Pointing entries for labeled objects
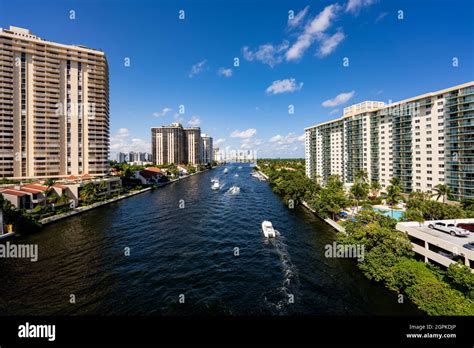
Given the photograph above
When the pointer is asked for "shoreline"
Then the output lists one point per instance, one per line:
(329, 221)
(80, 210)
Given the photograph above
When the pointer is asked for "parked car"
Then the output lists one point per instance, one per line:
(469, 227)
(469, 246)
(449, 228)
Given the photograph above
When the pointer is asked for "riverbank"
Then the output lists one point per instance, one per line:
(329, 221)
(80, 210)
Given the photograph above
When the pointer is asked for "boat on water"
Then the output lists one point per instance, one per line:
(267, 229)
(234, 189)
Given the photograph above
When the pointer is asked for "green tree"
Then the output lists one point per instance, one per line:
(88, 193)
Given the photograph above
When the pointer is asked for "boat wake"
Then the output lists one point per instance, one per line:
(280, 299)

> [Task to carry out]: Select each line of the listing above that contains the word "When", matching its capitalization exactly.

> [Answer to this task]:
When the pointer is asked for "shoreline"
When the pointer is asked for "parked car"
When the pointer is asked for "riverbank"
When the pointer is asked for "boat on water"
When the pointer is asked for "green tree"
When the pointer is asked for "boat wake"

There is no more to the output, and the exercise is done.